(Records excerpted from a collection)
──────

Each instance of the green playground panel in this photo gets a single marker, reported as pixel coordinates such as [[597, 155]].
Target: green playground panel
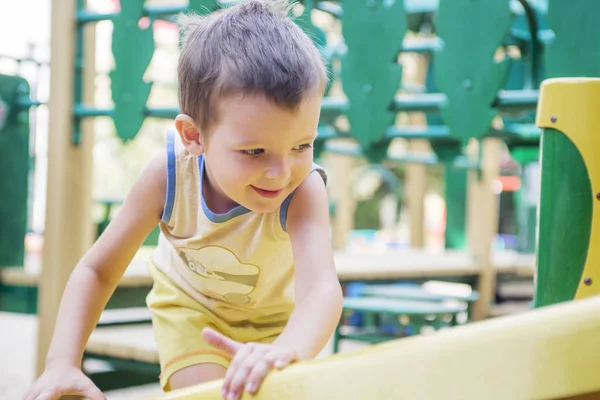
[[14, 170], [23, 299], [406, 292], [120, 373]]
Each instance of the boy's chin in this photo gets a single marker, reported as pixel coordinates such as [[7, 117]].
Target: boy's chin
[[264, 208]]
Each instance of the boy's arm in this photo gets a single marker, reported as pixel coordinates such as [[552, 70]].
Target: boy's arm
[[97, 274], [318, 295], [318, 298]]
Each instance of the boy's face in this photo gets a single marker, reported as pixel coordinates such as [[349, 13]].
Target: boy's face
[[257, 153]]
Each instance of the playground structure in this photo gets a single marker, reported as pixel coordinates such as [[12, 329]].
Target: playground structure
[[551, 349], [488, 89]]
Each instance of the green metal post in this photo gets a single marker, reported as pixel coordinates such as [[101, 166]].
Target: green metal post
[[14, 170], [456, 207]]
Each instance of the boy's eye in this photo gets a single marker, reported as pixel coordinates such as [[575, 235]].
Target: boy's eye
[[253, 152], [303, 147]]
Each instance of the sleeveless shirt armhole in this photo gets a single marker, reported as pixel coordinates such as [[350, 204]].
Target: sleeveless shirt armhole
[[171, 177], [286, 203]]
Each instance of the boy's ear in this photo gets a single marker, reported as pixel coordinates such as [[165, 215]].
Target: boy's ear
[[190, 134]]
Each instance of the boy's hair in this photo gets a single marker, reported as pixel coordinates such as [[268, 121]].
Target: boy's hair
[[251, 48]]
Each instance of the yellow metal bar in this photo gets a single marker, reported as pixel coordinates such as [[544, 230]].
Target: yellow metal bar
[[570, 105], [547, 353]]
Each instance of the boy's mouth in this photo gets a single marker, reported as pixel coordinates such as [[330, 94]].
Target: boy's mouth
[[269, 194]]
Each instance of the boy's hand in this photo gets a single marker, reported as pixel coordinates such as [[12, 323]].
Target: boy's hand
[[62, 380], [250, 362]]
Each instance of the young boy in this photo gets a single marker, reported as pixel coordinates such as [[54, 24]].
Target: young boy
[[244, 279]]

──────

» **WORK REQUIRED**
One stretch of the lines above is wanted, from the line that contains "Target: playground structure" through the line that contains "Each instance of the boy's hand". Output it exactly.

» **WRITTEN ANSWER**
Target: playground structure
[[551, 349], [488, 89]]
Each instance of the green metal post in this photo gets a single marker, reported as pixel coordinates such as [[101, 166]].
Target: green metal post
[[14, 170], [456, 207]]
Each instance of the boy's eye in this photo gets a single marker, reported as pixel coordinates such as [[575, 235]].
Target: boy's eye
[[253, 152], [303, 147]]
Each instance of the sleeveless shirt armhole in this photo gets a single marker, reported as pixel coordinates such as [[350, 204]].
Target: sleeveless shirt armhole
[[171, 177], [286, 203]]
Each instance of the boy's ear in this photo gets a single marker, reported as pixel coordinates such as [[165, 215]].
Target: boy's ear
[[190, 134]]
Each instance of the boy's hair in this photo gets a single marker, reported as pixel coordinates such as [[268, 121]].
Target: boy's hair
[[251, 48]]
Each instance of the yellow metal bar in this photo gets a single marker, reported as pixel coordinates such as [[544, 230]].
Target: yellow metal bar
[[570, 105], [547, 353]]
Each instance of the boy's mouth in this photo gets a single marker, reported as pixel coordinates such as [[330, 94]].
Target: boy's mouth
[[269, 194]]
Each instance of the boy's hand in this photo gets a single marker, reported as pixel coordinates such as [[12, 323]].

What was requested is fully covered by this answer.